* _Your goal_
Rewrite the items starting at the first one and ending at the line containing "<point>92,38</point>", putting "Labeling job" in place of "Annotation task" and leaving everything else as it is.

* _Input records_
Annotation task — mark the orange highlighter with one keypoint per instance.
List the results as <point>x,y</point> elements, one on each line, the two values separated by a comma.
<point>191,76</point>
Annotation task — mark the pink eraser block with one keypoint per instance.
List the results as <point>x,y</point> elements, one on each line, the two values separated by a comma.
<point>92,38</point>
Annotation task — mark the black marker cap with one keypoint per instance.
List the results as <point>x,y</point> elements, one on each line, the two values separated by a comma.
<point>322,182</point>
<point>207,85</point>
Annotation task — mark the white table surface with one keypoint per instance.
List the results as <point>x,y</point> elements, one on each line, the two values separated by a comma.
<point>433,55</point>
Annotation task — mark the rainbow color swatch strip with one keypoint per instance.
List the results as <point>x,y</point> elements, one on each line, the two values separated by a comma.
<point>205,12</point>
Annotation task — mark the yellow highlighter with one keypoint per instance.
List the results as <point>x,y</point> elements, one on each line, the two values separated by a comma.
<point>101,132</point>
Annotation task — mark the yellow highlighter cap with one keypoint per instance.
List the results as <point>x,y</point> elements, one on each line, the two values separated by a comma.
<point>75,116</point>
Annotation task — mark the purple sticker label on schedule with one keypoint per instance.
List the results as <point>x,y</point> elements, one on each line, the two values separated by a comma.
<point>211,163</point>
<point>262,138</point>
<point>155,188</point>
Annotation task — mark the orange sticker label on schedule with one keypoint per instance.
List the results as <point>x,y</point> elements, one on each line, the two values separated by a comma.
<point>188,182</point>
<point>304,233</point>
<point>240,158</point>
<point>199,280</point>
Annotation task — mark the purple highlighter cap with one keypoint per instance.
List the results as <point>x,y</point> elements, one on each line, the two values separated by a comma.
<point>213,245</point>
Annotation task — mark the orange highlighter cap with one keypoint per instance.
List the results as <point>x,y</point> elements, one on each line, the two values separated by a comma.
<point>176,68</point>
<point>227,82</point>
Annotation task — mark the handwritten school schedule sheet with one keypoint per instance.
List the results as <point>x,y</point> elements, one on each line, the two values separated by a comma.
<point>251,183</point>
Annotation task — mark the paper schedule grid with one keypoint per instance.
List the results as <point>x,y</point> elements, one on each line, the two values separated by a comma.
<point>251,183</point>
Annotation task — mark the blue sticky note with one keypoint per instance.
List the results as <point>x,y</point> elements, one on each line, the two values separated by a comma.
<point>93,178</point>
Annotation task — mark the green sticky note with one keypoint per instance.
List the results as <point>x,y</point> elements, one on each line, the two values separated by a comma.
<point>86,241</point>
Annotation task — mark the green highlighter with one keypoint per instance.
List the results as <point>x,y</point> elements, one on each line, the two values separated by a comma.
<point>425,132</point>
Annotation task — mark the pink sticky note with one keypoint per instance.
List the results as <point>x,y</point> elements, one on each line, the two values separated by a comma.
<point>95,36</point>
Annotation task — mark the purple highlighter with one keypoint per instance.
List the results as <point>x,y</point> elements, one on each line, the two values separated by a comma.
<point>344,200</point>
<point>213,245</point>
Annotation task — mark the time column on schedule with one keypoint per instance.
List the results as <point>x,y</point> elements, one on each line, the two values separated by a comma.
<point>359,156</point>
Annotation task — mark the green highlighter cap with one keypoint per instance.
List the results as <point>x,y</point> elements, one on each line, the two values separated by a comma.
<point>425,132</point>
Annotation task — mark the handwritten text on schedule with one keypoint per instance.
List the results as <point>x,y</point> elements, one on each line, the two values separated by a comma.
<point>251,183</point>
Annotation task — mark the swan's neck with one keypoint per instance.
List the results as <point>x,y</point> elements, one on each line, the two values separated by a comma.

* _Task output_
Labeling job — mark the orange highlighter with one keypoint per instance.
List the results as <point>x,y</point> elements, one on each line, the two values separated by a comma.
<point>191,76</point>
Labeling job — mark the pink eraser block with one keypoint per instance.
List the results as <point>x,y</point> elements, one on each line, the two values separated by a comma.
<point>92,38</point>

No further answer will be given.